Record extracts section start

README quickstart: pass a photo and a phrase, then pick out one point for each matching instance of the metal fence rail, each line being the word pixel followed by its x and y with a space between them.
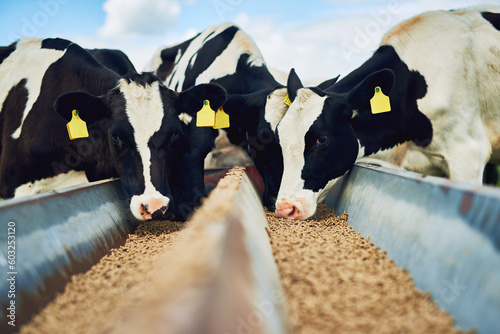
pixel 446 234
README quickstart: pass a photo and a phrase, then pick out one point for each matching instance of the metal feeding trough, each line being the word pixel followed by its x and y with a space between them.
pixel 446 234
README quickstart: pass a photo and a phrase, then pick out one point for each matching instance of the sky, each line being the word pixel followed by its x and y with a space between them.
pixel 319 38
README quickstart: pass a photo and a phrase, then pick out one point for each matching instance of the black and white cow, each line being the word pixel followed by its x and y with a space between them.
pixel 226 55
pixel 115 60
pixel 134 125
pixel 441 71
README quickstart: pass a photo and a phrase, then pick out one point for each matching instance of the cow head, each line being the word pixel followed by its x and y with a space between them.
pixel 254 118
pixel 145 135
pixel 318 142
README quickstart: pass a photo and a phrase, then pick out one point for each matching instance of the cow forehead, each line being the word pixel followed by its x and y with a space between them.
pixel 144 108
pixel 302 113
pixel 275 107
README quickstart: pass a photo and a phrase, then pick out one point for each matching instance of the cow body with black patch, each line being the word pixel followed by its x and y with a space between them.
pixel 224 54
pixel 133 121
pixel 441 72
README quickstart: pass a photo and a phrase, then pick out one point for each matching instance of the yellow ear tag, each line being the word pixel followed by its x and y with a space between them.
pixel 380 102
pixel 77 128
pixel 221 119
pixel 206 116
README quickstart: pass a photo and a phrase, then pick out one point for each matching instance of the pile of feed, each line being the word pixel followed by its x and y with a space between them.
pixel 338 282
pixel 162 280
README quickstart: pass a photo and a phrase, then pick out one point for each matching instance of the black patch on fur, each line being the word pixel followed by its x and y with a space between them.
pixel 55 44
pixel 493 18
pixel 5 51
pixel 168 56
pixel 207 54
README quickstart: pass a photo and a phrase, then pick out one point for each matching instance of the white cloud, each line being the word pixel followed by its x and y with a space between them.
pixel 138 18
pixel 323 49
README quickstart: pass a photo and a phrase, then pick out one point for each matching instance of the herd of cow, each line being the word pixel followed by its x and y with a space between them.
pixel 428 100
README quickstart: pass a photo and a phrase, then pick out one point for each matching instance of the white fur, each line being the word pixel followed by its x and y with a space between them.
pixel 144 109
pixel 304 110
pixel 69 179
pixel 185 118
pixel 275 107
pixel 462 69
pixel 28 61
pixel 458 53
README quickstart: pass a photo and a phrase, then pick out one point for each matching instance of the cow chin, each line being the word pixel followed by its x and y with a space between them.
pixel 298 208
pixel 149 206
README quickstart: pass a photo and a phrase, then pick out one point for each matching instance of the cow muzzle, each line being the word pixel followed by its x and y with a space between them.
pixel 149 207
pixel 292 209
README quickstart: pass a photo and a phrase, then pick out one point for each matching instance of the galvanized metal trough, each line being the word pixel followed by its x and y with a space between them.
pixel 446 234
pixel 46 238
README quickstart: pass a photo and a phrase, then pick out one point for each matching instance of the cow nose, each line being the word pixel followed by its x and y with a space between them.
pixel 155 208
pixel 287 210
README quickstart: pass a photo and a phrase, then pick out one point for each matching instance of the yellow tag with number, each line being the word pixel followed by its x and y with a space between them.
pixel 77 128
pixel 206 115
pixel 380 102
pixel 221 119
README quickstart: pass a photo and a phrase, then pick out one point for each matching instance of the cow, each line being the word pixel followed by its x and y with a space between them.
pixel 134 126
pixel 438 72
pixel 115 60
pixel 226 55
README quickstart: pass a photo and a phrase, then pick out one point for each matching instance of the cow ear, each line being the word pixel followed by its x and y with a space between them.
pixel 293 84
pixel 359 97
pixel 91 108
pixel 191 100
pixel 328 83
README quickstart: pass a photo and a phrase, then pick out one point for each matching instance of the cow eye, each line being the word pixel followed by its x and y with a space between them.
pixel 322 140
pixel 116 139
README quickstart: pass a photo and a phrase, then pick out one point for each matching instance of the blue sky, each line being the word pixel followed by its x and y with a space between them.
pixel 320 38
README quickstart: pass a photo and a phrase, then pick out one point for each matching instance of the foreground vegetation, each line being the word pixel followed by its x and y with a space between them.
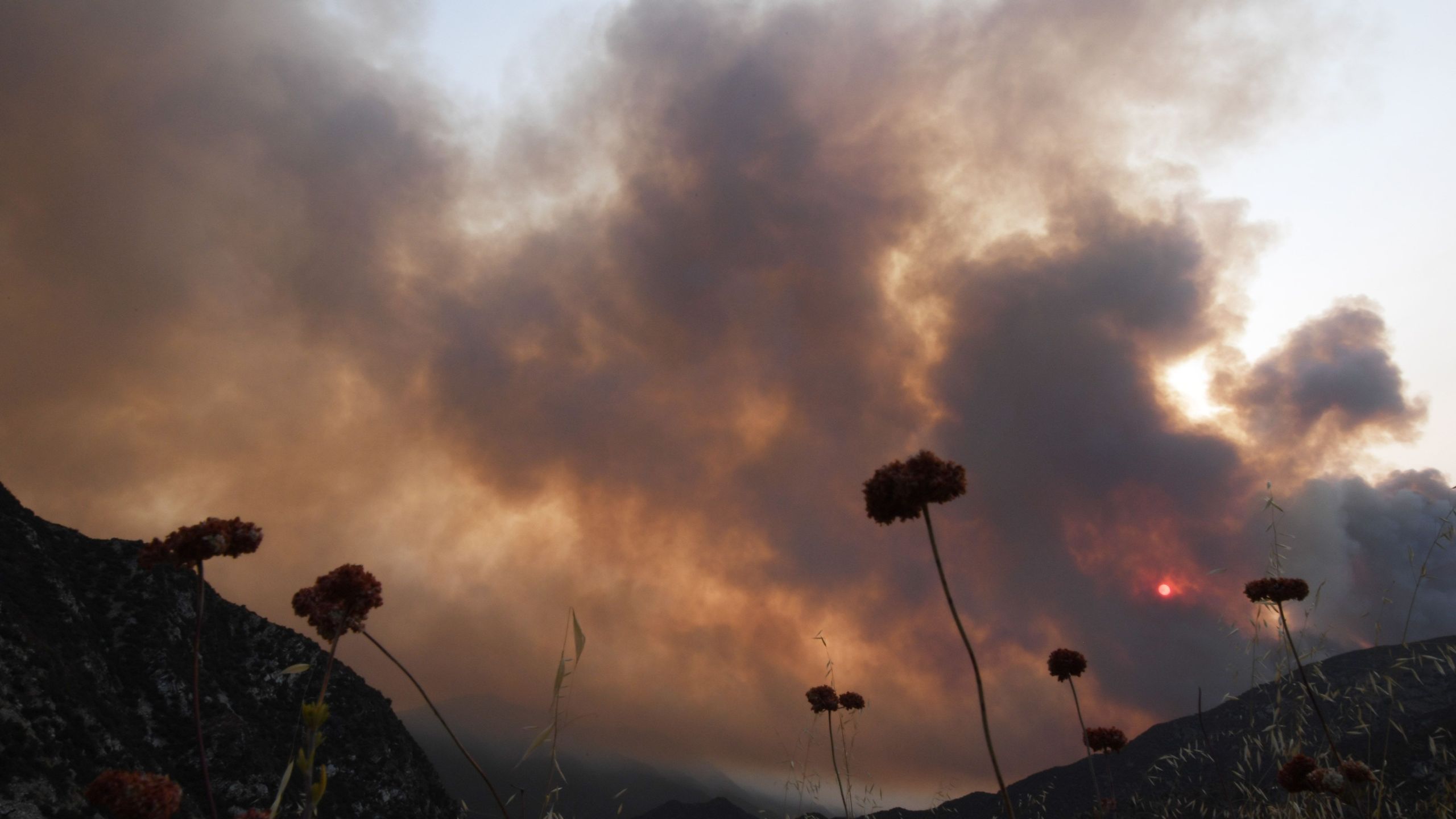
pixel 1298 744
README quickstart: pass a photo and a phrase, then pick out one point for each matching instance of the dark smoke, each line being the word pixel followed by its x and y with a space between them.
pixel 640 353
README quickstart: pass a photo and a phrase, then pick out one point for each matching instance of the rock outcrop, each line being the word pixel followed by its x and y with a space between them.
pixel 97 672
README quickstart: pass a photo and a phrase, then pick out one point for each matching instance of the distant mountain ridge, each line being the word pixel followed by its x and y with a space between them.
pixel 1426 714
pixel 97 672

Record extracts section end

Write out every entry again word for word, without any of the pictures.

README quickstart: pass a photo and a phrase, then pick out one point for each matching instance of the metal fence rail, each line being the word pixel followed by its x and y with a space between them.
pixel 446 234
README quickstart: pass a photo and a phrase, then pick out one point for each matching instance of the metal feeding trough, each line being the word pixel followed by its x and y with a space between them.
pixel 446 234
README quickstart: pass a photo and a phrase, then pick out one point for each matching instance of the sky, each line being the word pixel followed by its x and y with a space between them.
pixel 319 38
README quickstart: pass a photo and a phrase, then pick out one point for each matching instance of the black and white cow, each line being the word pixel followed by its x and y with a space between them.
pixel 226 55
pixel 115 60
pixel 134 125
pixel 441 71
README quickstart: pass a photo and a phrase, then pick out one point for each matching instance of the cow head, each line being the word pixel followed by its x and y with a space between them.
pixel 254 118
pixel 145 135
pixel 318 142
README quickstart: pass a photo and a phrase, then pick out one point for each matching instance of the cow forehead, each line being the word pixel followed by its x and y with a space between them.
pixel 144 108
pixel 302 113
pixel 275 107
README quickstart: pass a photo and a phrase, then pick out one point for each matching instance of the cow body with black patch, each line being the word pixel followed by its x and y with a space between them.
pixel 224 54
pixel 133 121
pixel 441 72
README quickstart: pass a photo and a phrase, then pick out one point for each matching instance of the yellow ear tag, each line being the word pixel followed by its x and y with a space between them.
pixel 380 102
pixel 77 128
pixel 221 119
pixel 206 116
README quickstart: pass a photo and a phrase, then pick out one point for each matching instance of the pile of feed, each line being the word pixel followed by its x and y with a space between them.
pixel 338 282
pixel 162 280
README quickstart: pass a photo and a phrase, then pick out one point for each matching instance of the black patch on fur, each line being the word pixel followed by its x and y with a space between them.
pixel 55 44
pixel 493 18
pixel 5 51
pixel 168 56
pixel 207 54
README quickstart: pass a photo and a phrase, then pick out one point for each matching instance of the white cloud, each line being the word pixel followed by its x and y with a space between them.
pixel 138 18
pixel 323 49
README quickstart: pass a photo and a phrase, then pick out one point for each matching instance of the herd of cow, each line being the word pixel followed by its x and y with a space between them.
pixel 428 100
README quickstart: pass a photo and a phrase, then pick out one point for each matching instance of the white fur, each line being the word pixel followed by its x and y with a space between them.
pixel 144 109
pixel 304 110
pixel 69 179
pixel 185 118
pixel 275 107
pixel 462 69
pixel 28 61
pixel 458 53
README quickstart: pass a photo and a phrase, then pick out one point for each matching instance of the cow chin, each line being the word pixel followed by its x and y with a space between them.
pixel 298 208
pixel 149 206
README quickstart: pass a photo and a phrase, then pick out one point for each matching instance of the cow muzzle, each line being the word pixel followed by its x and y with a space between them.
pixel 149 207
pixel 292 209
README quickstart: pass a photo and a phrase, then pick out one point for each matching instance of the galvanized metal trough, each line being the word pixel followed by its x and y with a space between them.
pixel 446 234
pixel 46 238
README quickstart: pass a photo and a phrase, then pick out one point for each matching instance of the cow nose, each line being the word pixel followed by its x and y with a space between them.
pixel 155 208
pixel 287 210
README quickstart: pass a photo and a phrase, then pick out one point for each matching instance of the yellow tag with number, each line being the word pixel followed by its x and y with a space between them.
pixel 77 128
pixel 206 115
pixel 380 102
pixel 221 119
README quickstart: pass a photo and a phrase, then pick out one point for each matching instance of the cow, each line being the word pixel followed by its x and y with a space between them.
pixel 134 126
pixel 438 72
pixel 115 60
pixel 226 55
README quickstart: pass a photo and a phrase, then pick out one point for each matching instance of the cow ear, each line being the word pixel followed by its x and y with a space between them.
pixel 293 84
pixel 359 97
pixel 91 108
pixel 191 100
pixel 328 83
README quickstart: pass a photo and a phrase, then pick out one point for each matching instance of the cow eye, each line being the word pixel followed by its x and y with a space between them.
pixel 322 140
pixel 116 139
README quickstart: pass a photo and a phrase, then pick out one point for each matching instance of the blue sky, each line being the word pixel followed by its x and y with a space between them.
pixel 320 38
README quickstart: pass a photo and a phrase, then pick out one point for each matching instance of the foreground vegetation, each line being the word pixel followed by its x and y with a space between them.
pixel 1298 744
README quickstart: pass a photo and a phrase, then pick out one point for each matching instance of the dark smoke, each line being the word pixel followed by its x and y with a space between them.
pixel 640 353
README quickstart: pass a photo and a phrase, then pick out one point for each matching instance of the rock outcrop, each line being the word pixel followed by its x and y with a space between them.
pixel 97 672
README quickstart: pass a photo and a phrase, then pick out one point for each matching instance of the distant mountain ridge, each line being the word pixel followed by its x and y with a space between them.
pixel 1426 714
pixel 97 672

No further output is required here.